Goal of the exercise
Reproduce all entries verbatim, with nothing added or dropped.

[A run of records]
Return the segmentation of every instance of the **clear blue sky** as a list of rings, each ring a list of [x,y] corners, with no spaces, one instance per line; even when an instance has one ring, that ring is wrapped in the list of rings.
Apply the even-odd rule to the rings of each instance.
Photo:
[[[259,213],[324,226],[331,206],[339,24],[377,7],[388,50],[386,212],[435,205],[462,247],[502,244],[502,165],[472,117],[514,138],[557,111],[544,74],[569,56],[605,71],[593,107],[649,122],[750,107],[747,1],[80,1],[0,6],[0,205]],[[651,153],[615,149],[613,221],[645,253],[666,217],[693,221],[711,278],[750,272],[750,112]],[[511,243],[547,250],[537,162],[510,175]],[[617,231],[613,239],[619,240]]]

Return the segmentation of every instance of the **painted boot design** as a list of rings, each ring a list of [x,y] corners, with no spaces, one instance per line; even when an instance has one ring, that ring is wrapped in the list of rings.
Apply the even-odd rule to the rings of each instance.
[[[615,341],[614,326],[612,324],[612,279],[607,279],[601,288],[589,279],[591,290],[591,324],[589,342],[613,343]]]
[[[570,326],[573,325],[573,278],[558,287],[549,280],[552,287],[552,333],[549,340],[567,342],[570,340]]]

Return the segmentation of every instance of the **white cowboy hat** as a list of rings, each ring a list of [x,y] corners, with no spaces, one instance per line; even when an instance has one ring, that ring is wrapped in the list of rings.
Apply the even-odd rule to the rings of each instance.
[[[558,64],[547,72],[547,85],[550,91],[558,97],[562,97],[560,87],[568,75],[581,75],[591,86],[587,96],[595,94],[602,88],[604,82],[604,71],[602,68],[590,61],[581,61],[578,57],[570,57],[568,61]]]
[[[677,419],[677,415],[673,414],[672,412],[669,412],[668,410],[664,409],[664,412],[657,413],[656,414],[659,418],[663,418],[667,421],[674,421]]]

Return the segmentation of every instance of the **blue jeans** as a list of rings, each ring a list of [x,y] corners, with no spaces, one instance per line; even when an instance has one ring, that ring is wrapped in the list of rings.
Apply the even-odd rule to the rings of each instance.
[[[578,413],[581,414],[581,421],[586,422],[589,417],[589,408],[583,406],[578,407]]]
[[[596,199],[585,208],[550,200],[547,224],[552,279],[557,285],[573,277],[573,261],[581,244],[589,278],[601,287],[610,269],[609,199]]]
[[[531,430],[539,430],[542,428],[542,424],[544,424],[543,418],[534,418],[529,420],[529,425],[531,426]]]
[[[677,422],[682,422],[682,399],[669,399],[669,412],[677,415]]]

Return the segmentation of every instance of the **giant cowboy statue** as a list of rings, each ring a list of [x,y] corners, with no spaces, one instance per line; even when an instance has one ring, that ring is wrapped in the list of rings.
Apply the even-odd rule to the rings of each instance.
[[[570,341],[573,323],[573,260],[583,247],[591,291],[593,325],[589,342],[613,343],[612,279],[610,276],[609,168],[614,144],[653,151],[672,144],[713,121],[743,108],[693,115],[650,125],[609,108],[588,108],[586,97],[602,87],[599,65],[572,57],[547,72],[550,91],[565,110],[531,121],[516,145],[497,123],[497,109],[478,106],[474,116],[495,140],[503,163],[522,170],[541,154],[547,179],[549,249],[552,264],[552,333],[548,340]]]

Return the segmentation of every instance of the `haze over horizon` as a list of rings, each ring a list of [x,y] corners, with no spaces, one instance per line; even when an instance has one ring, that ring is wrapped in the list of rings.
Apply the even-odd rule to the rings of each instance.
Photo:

Result for this exercise
Return the segmentation of every instance of the **clear blue sky** as a list of rings, each ring a list of [x,y] corners, with no spaces, one instance per line; even when an instance has one ring, that ring is wrapped in the list of rings.
Apply the even-odd rule to the rings of each instance.
Photo:
[[[259,213],[324,226],[331,206],[339,24],[377,7],[388,50],[386,212],[435,205],[462,247],[502,244],[502,165],[472,117],[514,138],[557,111],[544,74],[569,56],[605,71],[593,107],[649,122],[750,107],[747,1],[80,1],[0,6],[0,205]],[[651,153],[615,149],[613,221],[645,253],[666,217],[693,221],[711,278],[750,272],[750,112]],[[511,243],[547,250],[537,162],[510,175]],[[617,231],[613,239],[619,240]]]

Return the segmentation of every instance of the **painted boot design** as a list of rings, each ring a list of [x,y] corners, with no spaces, one instance per line; even when an instance has one ring, that ring is wrapped in the list of rings.
Apply the even-odd rule to the rings of each instance.
[[[615,341],[614,326],[612,324],[612,279],[607,279],[601,288],[589,279],[591,290],[591,324],[589,342],[613,343]]]
[[[570,326],[573,325],[573,278],[558,287],[549,280],[552,287],[552,333],[549,340],[567,342],[570,340]]]

Return the segmentation of every instance of the **white cowboy hat** as a list of rings, each ring a list of [x,y] corners, with no spaces, one instance per line; even when an instance has one ring, that ring is wrapped in the list of rings.
Apply the even-odd rule to the rings of each instance.
[[[558,64],[547,72],[547,85],[550,91],[558,97],[562,97],[560,87],[568,75],[581,75],[591,86],[587,96],[595,94],[602,88],[604,82],[604,71],[602,68],[590,61],[581,61],[578,57],[570,57],[568,61]]]
[[[677,419],[677,415],[673,414],[672,412],[669,412],[668,410],[664,409],[664,412],[657,413],[656,414],[659,418],[663,418],[667,421],[674,421]]]

Return the segmentation of every instance of the **blue jeans** as a list of rings, each ring a list of [x,y] corners, with no spaces, one instance per line; even when an instance has one ring, that ring is wrapped in the list of rings.
Apply the even-odd rule to the rings of each instance.
[[[578,413],[581,414],[581,421],[586,422],[589,417],[589,408],[583,406],[578,407]]]
[[[596,199],[585,208],[550,200],[547,224],[552,279],[557,285],[573,277],[573,261],[581,244],[589,278],[601,287],[610,269],[609,199]]]
[[[531,430],[539,430],[542,428],[542,424],[544,424],[543,418],[534,418],[529,420],[529,425],[531,426]]]
[[[677,422],[682,422],[682,399],[669,399],[669,412],[677,415]]]

Return the segmentation of every instance of the **giant cowboy statue** as a list of rings, each ring a list of [x,y] corners, with no spaces, one instance per line; even when an instance has one ring, that ring is wrapped in the list of rings.
Apply the even-odd rule to the rings of each instance.
[[[570,341],[573,323],[573,260],[583,247],[591,291],[593,325],[589,342],[613,343],[612,279],[610,276],[609,168],[614,144],[653,151],[672,144],[713,121],[743,108],[693,115],[650,125],[609,108],[588,108],[586,97],[602,87],[599,65],[572,57],[547,72],[550,91],[565,110],[531,121],[516,145],[497,123],[497,109],[478,106],[474,116],[495,140],[503,163],[522,170],[541,154],[547,179],[549,249],[552,264],[552,333],[548,340]]]

Return the segmentation of every instance of the `haze over horizon` as a list of rings, each ring a list of [x,y] corners, with no spaces, one instance per line; even when an instance has one ring, that ring is wrapped in the list of rings.
Apply the even-odd rule to the rings of each instance.
Photo:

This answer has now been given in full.